Selected text:
** START **

The real question in this application is in respect of the complaint made by the 2nd interested party and the commencement of investigations by PC Langat. Whether the decision to investigate and prosecute the ex-parte applicant contravenes the constitution and statute requiring exercise of discretion to grant or decline judicial review remedy.
In accordance with Article 243 and 244 of the constitution, the national police service is charged with the responsibility of maintaining law and order. The power to arrest and charge a person suspected to have committed a crime is provided for in part (III), Section 89 and Section 134 of the Criminal Procedure Code. The nature of the jurisdiction conferred upon the Director of Public Prosecution is provided for under Article 157 (6), (10) and (11) of the Constitution to institute, undertake, take over, continue or terminate, discontinue any criminal proceedings against any person before any court other than a court martial. In doing so, under sub section (10) the Director of Public Prosecution shall not be under the direction or control of any person or authority.

** END **

Written request 1: Using the text on police and prosecution powers, say whether each statement agrees with it, answering yes or no and quoting the words that decide it: (a) The national police service is responsible for maintaining law and order. (b) The Director of Public Prosecution may bring criminal proceedings before a court martial. (c) Under sub section (10), the Director of Public Prosecution acts under the direction of another authority.
The text and the records have nothing to do with each other.

Entries supplied:
** START **

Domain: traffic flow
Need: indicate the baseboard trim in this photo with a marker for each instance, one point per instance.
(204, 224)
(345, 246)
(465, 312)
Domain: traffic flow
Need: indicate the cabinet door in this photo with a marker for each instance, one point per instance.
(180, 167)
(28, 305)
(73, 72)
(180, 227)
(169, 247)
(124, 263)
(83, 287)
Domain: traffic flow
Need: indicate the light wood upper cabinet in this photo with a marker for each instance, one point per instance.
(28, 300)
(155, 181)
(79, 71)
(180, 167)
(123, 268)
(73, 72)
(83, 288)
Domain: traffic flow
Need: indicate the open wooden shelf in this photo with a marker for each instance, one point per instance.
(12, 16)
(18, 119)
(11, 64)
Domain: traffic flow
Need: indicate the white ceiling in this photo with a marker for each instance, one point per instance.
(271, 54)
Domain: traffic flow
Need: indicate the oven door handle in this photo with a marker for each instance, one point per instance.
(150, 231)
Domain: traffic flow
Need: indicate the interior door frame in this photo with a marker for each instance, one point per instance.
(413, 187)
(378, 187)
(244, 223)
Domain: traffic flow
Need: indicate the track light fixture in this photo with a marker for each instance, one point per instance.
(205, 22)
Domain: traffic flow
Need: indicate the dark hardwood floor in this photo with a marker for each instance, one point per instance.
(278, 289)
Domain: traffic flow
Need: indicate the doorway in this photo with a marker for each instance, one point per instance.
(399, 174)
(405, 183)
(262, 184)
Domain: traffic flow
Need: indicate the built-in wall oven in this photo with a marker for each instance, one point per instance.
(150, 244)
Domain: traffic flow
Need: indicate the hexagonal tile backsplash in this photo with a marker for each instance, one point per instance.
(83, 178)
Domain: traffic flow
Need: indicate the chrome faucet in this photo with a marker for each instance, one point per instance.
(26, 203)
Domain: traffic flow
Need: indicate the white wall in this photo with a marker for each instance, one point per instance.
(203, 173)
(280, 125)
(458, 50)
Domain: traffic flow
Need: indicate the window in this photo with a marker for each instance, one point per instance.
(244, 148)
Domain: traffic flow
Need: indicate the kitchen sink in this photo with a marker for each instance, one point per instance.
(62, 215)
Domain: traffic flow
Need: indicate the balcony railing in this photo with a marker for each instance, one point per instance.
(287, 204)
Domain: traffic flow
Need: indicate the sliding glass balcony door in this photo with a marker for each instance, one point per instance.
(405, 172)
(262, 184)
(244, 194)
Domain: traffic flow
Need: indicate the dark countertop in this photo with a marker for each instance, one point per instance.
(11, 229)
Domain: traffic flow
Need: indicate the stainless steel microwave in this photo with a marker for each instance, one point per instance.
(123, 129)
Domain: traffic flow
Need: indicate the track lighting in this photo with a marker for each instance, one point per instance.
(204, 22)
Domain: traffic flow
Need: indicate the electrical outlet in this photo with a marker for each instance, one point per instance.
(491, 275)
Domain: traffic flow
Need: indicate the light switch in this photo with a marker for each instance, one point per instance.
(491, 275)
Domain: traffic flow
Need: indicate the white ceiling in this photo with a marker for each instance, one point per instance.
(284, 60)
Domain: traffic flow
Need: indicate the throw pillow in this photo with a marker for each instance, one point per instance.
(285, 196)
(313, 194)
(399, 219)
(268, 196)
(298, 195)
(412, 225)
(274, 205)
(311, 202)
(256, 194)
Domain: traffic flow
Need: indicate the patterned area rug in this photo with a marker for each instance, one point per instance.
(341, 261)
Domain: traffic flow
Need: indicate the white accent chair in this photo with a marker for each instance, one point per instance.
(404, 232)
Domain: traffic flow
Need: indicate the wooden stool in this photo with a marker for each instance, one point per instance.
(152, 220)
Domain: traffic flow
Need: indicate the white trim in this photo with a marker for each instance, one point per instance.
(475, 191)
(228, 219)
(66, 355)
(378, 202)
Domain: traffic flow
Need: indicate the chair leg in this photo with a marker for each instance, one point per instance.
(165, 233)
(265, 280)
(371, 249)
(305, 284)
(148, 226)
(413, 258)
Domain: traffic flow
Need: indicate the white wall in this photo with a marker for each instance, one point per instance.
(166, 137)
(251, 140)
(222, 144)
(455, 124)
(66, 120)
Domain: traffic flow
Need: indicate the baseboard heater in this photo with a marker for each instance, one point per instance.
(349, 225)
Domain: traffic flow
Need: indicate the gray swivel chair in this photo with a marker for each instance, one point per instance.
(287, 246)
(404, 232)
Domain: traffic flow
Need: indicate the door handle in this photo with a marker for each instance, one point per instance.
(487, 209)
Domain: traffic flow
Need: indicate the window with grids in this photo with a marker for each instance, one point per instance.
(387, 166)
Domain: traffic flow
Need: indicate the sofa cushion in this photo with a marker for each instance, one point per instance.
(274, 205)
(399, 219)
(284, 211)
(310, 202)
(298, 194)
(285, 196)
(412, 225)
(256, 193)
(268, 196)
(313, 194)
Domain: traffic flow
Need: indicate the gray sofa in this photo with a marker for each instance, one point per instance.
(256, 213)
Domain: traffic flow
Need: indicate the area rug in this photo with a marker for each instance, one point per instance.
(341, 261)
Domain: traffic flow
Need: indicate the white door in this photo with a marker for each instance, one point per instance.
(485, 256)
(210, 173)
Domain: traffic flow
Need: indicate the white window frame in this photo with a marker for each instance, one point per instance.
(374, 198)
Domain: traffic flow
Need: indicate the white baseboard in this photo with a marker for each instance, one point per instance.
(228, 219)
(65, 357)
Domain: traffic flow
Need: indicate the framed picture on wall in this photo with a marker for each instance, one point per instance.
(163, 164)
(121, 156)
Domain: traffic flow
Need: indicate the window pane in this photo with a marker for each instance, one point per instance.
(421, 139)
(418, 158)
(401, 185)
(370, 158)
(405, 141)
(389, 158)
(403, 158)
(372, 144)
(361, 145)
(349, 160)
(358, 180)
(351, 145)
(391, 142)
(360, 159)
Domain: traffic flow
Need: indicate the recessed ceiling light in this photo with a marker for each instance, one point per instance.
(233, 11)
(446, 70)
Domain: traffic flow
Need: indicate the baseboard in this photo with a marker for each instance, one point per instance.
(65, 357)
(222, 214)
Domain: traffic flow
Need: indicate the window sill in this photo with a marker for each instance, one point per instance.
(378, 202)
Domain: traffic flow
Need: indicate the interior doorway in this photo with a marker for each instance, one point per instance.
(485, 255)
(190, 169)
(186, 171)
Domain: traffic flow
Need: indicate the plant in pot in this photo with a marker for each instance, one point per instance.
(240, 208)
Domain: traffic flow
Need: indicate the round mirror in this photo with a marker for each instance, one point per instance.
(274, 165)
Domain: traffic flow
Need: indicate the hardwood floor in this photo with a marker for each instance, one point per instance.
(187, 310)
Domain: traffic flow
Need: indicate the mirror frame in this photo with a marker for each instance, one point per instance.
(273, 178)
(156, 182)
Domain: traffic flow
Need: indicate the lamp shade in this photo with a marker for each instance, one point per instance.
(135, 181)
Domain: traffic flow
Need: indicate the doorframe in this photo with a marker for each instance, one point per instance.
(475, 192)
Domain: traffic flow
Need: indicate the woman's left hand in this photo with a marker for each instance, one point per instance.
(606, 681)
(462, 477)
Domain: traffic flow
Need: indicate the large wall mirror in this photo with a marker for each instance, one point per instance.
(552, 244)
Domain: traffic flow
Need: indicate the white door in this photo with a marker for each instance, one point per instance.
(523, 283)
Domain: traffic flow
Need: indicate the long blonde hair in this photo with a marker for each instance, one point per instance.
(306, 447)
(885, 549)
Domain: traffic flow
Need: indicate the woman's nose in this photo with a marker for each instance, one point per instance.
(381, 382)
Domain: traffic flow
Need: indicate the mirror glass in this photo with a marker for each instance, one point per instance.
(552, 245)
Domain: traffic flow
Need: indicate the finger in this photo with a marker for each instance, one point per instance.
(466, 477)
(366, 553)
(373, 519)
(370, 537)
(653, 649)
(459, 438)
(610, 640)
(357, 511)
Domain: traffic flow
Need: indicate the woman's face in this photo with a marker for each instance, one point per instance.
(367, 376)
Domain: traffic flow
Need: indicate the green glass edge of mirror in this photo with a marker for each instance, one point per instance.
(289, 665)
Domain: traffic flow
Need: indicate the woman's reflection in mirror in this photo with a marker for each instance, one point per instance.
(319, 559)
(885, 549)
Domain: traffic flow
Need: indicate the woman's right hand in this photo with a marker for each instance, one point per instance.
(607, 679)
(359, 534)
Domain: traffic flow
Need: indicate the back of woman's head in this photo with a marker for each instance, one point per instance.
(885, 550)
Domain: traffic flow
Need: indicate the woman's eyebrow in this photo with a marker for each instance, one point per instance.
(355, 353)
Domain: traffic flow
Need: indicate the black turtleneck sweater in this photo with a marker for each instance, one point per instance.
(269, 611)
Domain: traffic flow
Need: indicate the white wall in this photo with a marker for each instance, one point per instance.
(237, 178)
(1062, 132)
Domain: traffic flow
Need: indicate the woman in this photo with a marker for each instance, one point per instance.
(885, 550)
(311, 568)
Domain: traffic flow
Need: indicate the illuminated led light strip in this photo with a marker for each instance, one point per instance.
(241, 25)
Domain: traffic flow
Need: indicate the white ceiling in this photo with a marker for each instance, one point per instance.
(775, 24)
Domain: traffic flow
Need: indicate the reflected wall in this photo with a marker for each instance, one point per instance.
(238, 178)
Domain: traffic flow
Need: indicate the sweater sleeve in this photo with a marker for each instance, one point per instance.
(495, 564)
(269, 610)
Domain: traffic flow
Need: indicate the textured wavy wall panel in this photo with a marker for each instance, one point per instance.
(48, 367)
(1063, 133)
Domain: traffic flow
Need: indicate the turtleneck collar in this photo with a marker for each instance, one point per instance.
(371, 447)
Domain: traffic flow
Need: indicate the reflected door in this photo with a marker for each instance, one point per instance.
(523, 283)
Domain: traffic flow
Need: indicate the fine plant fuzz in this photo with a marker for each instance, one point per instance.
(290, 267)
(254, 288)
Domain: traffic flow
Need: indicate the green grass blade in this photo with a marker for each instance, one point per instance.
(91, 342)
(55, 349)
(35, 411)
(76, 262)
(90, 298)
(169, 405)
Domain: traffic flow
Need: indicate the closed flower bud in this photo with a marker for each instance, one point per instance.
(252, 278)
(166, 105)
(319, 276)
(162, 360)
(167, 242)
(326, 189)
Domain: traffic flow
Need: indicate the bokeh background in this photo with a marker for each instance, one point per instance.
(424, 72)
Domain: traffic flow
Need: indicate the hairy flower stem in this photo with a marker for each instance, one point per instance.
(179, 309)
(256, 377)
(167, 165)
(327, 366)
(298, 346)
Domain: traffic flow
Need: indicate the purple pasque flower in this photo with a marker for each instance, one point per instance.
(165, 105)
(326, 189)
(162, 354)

** END **

Written request 2: Extract each line of the records that contains the word "wooden", matching case exactly.

Answer 1:
(a) Yes: "the national police service is charged with the responsibility of maintaining law and order"
(b) No: "before any court other than a court martial"
(c) No: "shall not be under the direction or control of any person or authority"

Answer 2:
Need: indicate the open wooden shelf in this photo with a marker for each instance, one point per instance.
Need: indicate the wooden stool in this photo with a marker for each instance, one point per instance.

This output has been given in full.